_WHAT THE EXERCISE ASKS:_
Copy these lines word for word.

_MATERIALS PROVIDED:_
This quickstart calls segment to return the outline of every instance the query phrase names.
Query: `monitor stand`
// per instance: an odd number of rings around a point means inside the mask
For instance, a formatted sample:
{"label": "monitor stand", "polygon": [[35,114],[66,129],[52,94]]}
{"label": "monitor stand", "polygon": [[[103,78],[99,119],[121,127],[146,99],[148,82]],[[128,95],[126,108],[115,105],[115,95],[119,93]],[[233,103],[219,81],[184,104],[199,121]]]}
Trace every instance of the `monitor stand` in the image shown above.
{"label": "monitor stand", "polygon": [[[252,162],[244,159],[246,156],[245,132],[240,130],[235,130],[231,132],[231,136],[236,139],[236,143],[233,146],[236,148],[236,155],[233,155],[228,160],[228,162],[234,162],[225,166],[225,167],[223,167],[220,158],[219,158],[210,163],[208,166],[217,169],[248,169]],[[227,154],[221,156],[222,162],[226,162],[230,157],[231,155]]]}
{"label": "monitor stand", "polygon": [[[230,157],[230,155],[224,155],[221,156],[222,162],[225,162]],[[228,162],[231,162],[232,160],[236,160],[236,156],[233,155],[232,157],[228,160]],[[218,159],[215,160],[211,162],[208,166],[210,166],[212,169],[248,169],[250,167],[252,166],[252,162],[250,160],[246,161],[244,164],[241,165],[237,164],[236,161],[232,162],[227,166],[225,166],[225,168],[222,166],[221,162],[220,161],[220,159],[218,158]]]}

_COMPLETED TASK:_
This quickstart calls segment to return the outline of every instance the query phrase names.
Query: `monitor stand`
// per instance: an odd number of rings around a point means inside the mask
For instance, a formatted sample:
{"label": "monitor stand", "polygon": [[35,114],[66,129],[52,94]]}
{"label": "monitor stand", "polygon": [[[103,78],[99,119],[121,127],[146,99],[148,82]],[[128,95],[126,108],[115,105],[115,95],[119,93]],[[233,103],[219,81],[184,104],[199,121]]]}
Trace every instance of the `monitor stand` in the image shown above.
{"label": "monitor stand", "polygon": [[[252,162],[244,159],[246,156],[245,132],[240,130],[235,130],[231,132],[231,136],[236,139],[236,143],[233,146],[236,148],[236,155],[233,155],[228,160],[228,162],[234,162],[225,166],[225,167],[223,167],[220,158],[219,158],[210,163],[208,166],[217,169],[248,169]],[[227,154],[221,156],[222,162],[226,162],[230,157],[231,155]]]}
{"label": "monitor stand", "polygon": [[[230,157],[230,155],[224,155],[221,156],[222,162],[225,162]],[[228,162],[231,162],[232,160],[236,160],[236,156],[233,155],[232,157],[228,160]],[[218,159],[215,160],[211,162],[208,166],[210,166],[212,169],[248,169],[250,167],[252,166],[252,162],[250,160],[246,161],[244,164],[241,165],[237,164],[236,161],[232,162],[227,166],[225,166],[225,168],[222,166],[221,162],[220,161],[220,159],[218,158]]]}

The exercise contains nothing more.